---------- Given passage

Software & Data Management
The FURI-ST ships with Luchu SpectraSuite™ SDK (Windows-based), providing native drivers for 32/64-bit Windows 7/10/11 and comprehensive API support (C++, C#, Python, LabVIEW). All spectral acquisitions include embedded metadata: integration time, temperature sensor reading (on-board thermistor), detector gain setting, slit ID, and grating position. Raw 16-bit spectra are stored in HDF5 format (HDF Group specification v1.12+) with hierarchical attributes for audit-ready traceability. The SDK implements automatic dark current subtraction, pixel non-uniformity correction, and real-time baseline flattening using polynomial fitting. For regulatory compliance, optional firmware upgrade enables 21 CFR Part 11–compliant electronic signatures, audit trail logging, and role-based access control when deployed with validated third-party LIMS or ELN systems.
Applications
- Steady-state and time-resolved fluorescence spectroscopy (e.g., quantum yield determination, FRET assays)
- Low-frequency Raman shift detection (<200 cm⁻¹) using notch-filtered excitation and high-resolution dispersion
- Multi-gas analysis via differential optical absorption spectroscopy (DOAS) in environmental monitoring stations
- In-line process monitoring of pharmaceutical tablet coatings using NIR reflectance (780–1100 nm)
- Plant pigment profiling (chlorophyll a/b, carotenoids) in agricultural phenotyping platforms
- Plasma emission characterization in semiconductor etch chamber diagnostics
- UV curing lamp spectral irradiance mapping per ISO 11664-3 and CIE S 014/E:2006
FAQ
What slit width should I select for optimal resolution in Raman spectroscopy?

--------------------

Things to do:
A – According to the FURI-ST page, in what file format are raw 16-bit spectra stored?
B – Write out the FURI-ST page again, starting with "Applications" and going on through "reflectance (780–1100 nm)", but swap "pharmaceutical" for "food".
Use only the FURI-ST page to answer.

---------- Data shown

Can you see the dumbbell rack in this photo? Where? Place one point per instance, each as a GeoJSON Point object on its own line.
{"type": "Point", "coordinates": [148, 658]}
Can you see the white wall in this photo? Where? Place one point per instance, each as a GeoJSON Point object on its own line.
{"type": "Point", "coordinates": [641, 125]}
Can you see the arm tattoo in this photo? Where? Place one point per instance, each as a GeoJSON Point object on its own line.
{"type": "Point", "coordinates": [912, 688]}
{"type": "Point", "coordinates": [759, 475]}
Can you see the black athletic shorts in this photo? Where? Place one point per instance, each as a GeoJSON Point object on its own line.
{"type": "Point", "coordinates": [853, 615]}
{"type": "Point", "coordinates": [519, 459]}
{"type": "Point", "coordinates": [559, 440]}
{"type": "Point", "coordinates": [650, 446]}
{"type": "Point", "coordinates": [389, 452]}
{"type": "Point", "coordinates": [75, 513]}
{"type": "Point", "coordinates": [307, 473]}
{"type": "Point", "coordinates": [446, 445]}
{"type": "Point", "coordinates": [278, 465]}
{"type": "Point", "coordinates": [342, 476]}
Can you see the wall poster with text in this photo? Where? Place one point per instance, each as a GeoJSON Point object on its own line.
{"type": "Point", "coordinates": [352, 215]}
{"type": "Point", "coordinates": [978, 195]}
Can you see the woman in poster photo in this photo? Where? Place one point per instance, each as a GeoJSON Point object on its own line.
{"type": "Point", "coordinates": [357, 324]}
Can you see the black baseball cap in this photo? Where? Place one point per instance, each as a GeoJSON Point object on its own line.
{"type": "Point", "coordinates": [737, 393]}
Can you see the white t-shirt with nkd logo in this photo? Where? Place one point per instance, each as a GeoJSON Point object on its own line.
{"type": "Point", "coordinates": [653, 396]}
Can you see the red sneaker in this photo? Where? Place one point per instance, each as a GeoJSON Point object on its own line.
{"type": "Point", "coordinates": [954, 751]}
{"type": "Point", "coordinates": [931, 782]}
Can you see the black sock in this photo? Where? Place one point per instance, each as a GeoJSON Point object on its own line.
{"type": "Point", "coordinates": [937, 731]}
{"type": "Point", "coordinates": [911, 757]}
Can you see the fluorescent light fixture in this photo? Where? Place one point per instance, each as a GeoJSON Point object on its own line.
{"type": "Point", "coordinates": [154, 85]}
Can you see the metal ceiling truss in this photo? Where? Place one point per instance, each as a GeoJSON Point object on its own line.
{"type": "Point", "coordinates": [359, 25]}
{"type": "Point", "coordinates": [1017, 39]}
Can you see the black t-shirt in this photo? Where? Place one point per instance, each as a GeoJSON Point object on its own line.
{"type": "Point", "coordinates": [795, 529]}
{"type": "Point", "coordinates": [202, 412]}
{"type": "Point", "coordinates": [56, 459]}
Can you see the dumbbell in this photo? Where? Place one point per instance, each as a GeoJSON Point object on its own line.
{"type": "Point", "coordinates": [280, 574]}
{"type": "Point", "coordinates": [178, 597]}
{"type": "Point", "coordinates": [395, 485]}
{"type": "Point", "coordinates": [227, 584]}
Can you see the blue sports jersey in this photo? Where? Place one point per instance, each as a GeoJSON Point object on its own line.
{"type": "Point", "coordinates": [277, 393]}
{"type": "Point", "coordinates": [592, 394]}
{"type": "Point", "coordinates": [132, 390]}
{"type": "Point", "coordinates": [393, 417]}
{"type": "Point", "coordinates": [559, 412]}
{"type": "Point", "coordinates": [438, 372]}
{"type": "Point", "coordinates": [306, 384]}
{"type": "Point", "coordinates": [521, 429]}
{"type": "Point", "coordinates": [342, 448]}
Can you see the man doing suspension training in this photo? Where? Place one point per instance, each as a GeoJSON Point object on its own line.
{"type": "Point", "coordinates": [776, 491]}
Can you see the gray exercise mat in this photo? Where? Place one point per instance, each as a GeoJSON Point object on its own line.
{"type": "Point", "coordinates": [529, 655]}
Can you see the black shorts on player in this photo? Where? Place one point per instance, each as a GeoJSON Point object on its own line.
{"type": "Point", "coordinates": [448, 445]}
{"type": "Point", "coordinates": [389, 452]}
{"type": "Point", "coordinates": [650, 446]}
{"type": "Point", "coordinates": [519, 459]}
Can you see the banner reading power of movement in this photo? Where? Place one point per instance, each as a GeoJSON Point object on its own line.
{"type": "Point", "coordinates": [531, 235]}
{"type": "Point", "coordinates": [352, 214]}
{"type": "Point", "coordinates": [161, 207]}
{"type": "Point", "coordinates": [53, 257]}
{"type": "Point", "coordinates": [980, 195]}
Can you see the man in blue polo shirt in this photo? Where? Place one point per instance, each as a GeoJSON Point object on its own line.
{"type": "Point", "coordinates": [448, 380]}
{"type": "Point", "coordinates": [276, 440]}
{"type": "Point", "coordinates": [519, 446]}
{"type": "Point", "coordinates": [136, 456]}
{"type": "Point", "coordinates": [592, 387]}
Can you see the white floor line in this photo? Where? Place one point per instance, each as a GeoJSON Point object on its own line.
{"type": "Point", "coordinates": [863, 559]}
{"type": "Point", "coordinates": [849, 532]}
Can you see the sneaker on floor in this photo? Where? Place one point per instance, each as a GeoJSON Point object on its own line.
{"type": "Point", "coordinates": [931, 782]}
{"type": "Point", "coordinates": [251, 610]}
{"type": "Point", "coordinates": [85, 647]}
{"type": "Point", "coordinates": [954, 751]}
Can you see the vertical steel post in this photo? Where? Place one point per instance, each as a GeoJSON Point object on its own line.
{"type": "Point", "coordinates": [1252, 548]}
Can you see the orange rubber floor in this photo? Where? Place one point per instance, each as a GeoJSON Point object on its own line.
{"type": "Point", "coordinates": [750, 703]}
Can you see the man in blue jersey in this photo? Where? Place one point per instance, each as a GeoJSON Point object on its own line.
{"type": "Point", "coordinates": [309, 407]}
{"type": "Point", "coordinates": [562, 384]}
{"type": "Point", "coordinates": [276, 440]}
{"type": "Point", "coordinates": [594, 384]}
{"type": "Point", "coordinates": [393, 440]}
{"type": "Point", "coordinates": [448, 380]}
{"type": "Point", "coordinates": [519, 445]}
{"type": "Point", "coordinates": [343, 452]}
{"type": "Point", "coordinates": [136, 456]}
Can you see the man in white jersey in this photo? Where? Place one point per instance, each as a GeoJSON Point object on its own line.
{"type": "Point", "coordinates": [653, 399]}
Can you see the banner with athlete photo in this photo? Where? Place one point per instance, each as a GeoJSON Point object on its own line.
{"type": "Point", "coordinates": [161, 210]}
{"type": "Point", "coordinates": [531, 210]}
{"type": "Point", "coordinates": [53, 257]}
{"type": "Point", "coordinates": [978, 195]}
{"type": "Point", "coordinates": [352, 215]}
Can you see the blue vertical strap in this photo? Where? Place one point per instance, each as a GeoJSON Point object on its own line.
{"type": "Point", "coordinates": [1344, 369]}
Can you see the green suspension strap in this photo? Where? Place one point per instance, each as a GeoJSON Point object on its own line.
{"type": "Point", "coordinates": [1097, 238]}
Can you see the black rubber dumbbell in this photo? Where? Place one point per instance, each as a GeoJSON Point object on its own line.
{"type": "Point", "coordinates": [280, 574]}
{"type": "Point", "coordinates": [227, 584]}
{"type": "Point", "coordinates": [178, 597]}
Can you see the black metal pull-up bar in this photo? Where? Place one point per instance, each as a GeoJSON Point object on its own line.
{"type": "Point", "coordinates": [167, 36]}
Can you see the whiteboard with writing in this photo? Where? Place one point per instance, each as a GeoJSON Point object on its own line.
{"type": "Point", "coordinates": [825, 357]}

--------------------

Numbered answers:
A – HDF5 format (HDF Group specification v1.12+).

B –
Applications
- Steady-state and time-resolved fluorescence spectroscopy (e.g., quantum yield determination, FRET assays)
- Low-frequency Raman shift detection (<200 cm⁻¹) using notch-filtered excitation and high-resolution dispersion
- Multi-gas analysis via differential optical absorption spectroscopy (DOAS) in environmental monitoring stations
- In-line process monitoring of food tablet coatings using NIR reflectance (780–1100 nm)